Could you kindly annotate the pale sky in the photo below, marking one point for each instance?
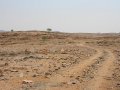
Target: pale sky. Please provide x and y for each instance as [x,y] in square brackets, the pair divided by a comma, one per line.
[61,15]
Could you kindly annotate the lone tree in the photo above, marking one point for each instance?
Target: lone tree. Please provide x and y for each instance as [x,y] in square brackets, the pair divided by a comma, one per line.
[49,29]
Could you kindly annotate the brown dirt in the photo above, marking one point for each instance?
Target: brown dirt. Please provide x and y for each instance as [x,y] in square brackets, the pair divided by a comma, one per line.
[59,61]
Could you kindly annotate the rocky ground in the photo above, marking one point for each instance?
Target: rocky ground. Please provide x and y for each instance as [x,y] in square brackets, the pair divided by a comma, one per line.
[59,61]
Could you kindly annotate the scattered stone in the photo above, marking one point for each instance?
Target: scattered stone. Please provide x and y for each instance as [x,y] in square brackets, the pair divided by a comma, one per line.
[14,70]
[73,82]
[27,82]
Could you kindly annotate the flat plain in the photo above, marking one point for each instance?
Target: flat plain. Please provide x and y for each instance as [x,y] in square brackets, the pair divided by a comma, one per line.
[35,60]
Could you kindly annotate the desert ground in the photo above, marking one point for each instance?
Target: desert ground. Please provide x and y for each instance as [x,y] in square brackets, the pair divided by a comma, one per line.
[35,60]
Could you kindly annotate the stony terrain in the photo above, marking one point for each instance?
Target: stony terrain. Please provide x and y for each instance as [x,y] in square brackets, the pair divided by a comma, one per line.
[59,61]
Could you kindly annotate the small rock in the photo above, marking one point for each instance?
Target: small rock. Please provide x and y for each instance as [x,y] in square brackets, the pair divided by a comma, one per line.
[27,81]
[14,70]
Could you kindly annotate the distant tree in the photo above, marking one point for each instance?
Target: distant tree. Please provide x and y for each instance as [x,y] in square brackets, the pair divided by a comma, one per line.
[49,29]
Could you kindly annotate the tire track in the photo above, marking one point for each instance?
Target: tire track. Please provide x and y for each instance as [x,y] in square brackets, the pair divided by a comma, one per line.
[99,82]
[73,71]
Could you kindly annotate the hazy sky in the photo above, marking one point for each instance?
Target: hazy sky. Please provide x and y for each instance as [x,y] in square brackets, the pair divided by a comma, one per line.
[61,15]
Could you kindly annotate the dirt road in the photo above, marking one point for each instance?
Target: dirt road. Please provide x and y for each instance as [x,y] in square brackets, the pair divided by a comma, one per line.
[59,61]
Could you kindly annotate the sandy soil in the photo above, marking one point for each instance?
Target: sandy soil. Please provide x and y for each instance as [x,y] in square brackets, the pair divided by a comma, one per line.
[59,61]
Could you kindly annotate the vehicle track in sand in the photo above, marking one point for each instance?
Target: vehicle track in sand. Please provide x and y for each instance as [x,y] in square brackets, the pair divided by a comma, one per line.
[90,74]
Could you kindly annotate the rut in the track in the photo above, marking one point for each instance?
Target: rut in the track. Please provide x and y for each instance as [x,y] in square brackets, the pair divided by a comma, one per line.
[99,82]
[66,75]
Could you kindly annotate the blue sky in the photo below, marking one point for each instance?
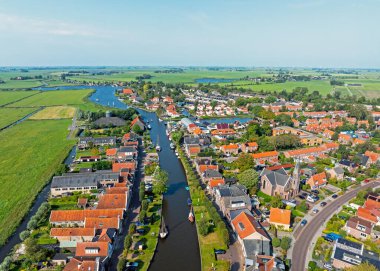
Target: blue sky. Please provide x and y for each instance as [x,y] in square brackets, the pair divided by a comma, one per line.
[309,33]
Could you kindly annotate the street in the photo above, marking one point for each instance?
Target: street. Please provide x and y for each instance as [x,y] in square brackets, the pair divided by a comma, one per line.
[304,236]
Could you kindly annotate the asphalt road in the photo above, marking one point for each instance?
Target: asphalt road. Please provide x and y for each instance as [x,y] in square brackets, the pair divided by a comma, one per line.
[305,236]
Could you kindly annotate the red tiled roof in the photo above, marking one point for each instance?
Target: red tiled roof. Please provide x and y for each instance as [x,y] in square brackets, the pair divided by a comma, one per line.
[56,232]
[102,222]
[280,216]
[112,201]
[102,248]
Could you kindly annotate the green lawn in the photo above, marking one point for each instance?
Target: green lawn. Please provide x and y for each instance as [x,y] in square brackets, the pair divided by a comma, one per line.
[10,115]
[55,97]
[31,152]
[11,96]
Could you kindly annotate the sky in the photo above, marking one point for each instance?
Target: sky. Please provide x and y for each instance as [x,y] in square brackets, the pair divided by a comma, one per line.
[253,33]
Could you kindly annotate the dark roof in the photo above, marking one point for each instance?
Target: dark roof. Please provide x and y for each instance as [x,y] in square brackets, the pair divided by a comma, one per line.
[278,177]
[354,253]
[110,121]
[209,173]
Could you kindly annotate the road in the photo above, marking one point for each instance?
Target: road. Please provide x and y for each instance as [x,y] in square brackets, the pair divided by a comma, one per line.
[305,236]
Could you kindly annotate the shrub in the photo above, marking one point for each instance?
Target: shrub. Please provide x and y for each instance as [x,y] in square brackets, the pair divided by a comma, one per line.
[24,234]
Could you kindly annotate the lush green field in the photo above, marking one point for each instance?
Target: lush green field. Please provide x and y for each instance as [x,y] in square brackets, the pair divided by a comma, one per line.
[55,112]
[31,152]
[11,96]
[55,97]
[10,115]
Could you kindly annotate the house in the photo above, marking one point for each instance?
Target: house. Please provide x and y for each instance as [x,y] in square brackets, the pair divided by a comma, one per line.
[252,237]
[64,185]
[358,227]
[127,91]
[87,142]
[373,157]
[70,218]
[109,122]
[232,197]
[277,182]
[84,265]
[317,181]
[72,234]
[230,149]
[192,149]
[113,201]
[93,250]
[265,157]
[280,218]
[137,121]
[347,254]
[336,173]
[249,147]
[344,139]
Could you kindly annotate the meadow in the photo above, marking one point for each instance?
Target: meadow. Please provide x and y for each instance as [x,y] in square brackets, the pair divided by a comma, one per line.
[31,152]
[11,96]
[10,115]
[54,97]
[55,112]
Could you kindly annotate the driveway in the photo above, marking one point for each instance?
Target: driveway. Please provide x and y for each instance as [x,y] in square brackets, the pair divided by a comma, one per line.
[304,236]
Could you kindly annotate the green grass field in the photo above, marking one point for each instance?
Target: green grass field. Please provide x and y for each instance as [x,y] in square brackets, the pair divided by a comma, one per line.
[11,96]
[31,152]
[54,97]
[10,115]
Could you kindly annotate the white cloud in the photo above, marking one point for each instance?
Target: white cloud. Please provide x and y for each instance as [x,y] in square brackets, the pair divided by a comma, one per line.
[18,24]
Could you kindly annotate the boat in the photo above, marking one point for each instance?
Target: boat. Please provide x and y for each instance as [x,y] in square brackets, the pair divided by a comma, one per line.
[163,230]
[191,216]
[158,147]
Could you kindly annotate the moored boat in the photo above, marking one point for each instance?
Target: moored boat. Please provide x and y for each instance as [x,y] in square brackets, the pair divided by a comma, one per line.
[163,229]
[191,216]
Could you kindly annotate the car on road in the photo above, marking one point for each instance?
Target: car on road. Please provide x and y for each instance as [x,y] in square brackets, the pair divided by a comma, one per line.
[220,251]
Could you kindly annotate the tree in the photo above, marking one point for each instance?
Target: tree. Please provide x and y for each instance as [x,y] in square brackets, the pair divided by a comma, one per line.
[250,179]
[285,243]
[276,242]
[203,227]
[276,202]
[121,264]
[362,267]
[245,161]
[24,235]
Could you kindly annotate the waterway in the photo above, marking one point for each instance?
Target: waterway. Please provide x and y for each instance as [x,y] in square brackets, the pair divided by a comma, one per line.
[180,250]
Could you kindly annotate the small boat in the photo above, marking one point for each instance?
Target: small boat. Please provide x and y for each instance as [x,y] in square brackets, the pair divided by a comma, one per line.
[163,230]
[191,216]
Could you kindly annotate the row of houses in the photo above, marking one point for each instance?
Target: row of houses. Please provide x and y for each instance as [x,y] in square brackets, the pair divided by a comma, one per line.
[90,232]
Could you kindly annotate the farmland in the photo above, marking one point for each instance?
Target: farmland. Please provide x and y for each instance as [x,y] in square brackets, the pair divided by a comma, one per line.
[24,171]
[11,96]
[10,115]
[55,112]
[56,97]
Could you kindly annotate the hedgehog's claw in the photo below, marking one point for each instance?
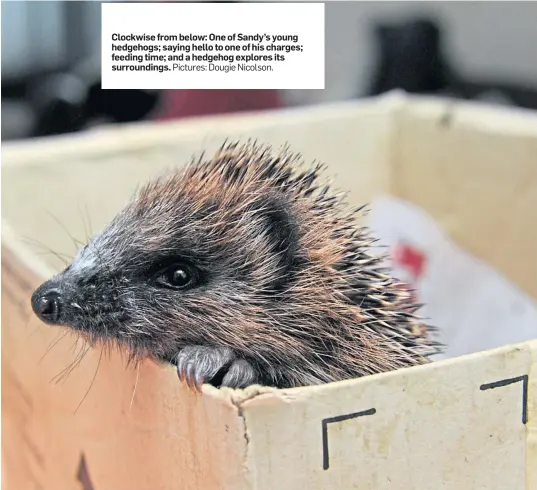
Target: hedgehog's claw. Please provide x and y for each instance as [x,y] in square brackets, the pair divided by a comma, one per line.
[199,364]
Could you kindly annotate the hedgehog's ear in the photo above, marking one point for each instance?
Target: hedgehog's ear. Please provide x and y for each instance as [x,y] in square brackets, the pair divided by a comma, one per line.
[283,232]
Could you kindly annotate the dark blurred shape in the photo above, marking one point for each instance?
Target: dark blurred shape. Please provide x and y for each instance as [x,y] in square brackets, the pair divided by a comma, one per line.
[411,58]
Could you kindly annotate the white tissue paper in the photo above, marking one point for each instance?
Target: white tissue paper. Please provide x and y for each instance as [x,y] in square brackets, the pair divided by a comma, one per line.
[473,306]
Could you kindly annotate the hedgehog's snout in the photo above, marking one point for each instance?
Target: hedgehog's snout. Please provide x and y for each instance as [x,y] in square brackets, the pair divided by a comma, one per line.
[58,301]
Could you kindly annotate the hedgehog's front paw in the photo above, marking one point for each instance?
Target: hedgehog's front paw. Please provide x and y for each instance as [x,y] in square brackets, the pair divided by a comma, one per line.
[215,365]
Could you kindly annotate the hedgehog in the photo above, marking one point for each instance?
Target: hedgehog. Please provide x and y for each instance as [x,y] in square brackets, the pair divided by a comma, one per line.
[243,268]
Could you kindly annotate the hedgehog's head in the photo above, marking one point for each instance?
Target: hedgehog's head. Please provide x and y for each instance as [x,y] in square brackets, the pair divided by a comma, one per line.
[199,256]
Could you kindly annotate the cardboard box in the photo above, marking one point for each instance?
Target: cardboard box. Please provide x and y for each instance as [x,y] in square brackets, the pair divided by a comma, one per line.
[461,424]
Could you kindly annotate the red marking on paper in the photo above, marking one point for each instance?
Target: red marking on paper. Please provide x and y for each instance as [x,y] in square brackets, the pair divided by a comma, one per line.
[410,258]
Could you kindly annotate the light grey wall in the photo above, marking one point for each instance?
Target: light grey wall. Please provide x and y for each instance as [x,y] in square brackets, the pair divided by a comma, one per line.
[483,38]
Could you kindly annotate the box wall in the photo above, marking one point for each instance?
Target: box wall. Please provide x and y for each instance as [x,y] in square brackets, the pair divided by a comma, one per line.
[135,428]
[474,170]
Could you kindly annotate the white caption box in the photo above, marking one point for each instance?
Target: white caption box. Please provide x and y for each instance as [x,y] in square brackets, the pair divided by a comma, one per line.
[213,46]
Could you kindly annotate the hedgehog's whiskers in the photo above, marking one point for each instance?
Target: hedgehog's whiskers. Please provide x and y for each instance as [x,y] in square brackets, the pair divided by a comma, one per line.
[92,381]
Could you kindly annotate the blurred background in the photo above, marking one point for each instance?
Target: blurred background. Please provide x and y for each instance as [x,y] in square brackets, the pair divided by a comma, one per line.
[468,50]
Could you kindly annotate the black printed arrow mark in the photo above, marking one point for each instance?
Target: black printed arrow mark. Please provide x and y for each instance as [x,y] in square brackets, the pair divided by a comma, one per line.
[510,381]
[83,474]
[339,418]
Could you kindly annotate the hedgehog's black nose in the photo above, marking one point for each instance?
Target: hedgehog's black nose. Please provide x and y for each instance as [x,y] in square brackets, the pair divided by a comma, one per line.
[47,305]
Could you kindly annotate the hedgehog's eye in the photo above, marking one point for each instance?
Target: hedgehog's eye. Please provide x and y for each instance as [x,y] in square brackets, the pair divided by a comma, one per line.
[178,276]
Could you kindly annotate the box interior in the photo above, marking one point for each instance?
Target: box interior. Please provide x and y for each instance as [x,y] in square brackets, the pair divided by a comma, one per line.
[423,151]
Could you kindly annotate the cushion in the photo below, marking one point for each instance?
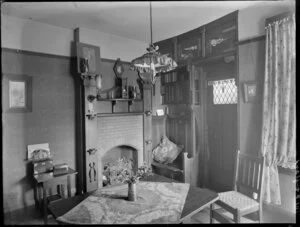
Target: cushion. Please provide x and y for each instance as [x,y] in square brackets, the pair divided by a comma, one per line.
[238,201]
[166,151]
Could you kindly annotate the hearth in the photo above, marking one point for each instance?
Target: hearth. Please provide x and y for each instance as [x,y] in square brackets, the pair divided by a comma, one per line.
[113,158]
[119,136]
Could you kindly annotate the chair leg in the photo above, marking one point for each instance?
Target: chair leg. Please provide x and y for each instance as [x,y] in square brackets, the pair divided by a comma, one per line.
[260,215]
[212,207]
[237,216]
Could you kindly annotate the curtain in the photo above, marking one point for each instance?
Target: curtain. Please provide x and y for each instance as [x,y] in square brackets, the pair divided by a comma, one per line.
[279,114]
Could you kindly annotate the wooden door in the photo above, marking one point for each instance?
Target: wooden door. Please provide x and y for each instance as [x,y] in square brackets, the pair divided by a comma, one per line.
[221,133]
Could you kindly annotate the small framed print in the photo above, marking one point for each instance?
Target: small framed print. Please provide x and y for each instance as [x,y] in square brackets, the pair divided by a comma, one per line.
[88,57]
[18,90]
[250,90]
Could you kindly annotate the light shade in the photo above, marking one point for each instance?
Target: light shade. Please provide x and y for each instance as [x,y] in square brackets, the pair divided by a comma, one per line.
[152,63]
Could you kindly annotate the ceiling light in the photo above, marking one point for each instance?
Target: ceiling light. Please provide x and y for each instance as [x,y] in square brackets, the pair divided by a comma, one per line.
[152,62]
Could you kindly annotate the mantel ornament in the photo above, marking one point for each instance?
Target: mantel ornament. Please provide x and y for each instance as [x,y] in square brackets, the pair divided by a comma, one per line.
[215,42]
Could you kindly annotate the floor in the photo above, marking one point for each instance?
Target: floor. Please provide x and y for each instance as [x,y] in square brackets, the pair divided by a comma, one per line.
[30,217]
------------------------------------------------------------
**Problem**
Transcribe exactly, and only, the lines from the one bearing "Could you kindly annotate the mantel" through the last line of the entries, counting both.

**Task response**
Could you kindly annotate the mantel ornament in the photo above, marking one point for each instance?
Target: mantel ornament. Please provide x and y for each instance as [x,y] in square brackets, the pair divided by a comma, one per line.
[215,42]
Could you kindly annotate the floor in the photo above, marking one point for each instance?
Target: floor. Please provide x and y for each instance as [x,y] in square brackets, the pair divided by a comma, one per line.
[30,217]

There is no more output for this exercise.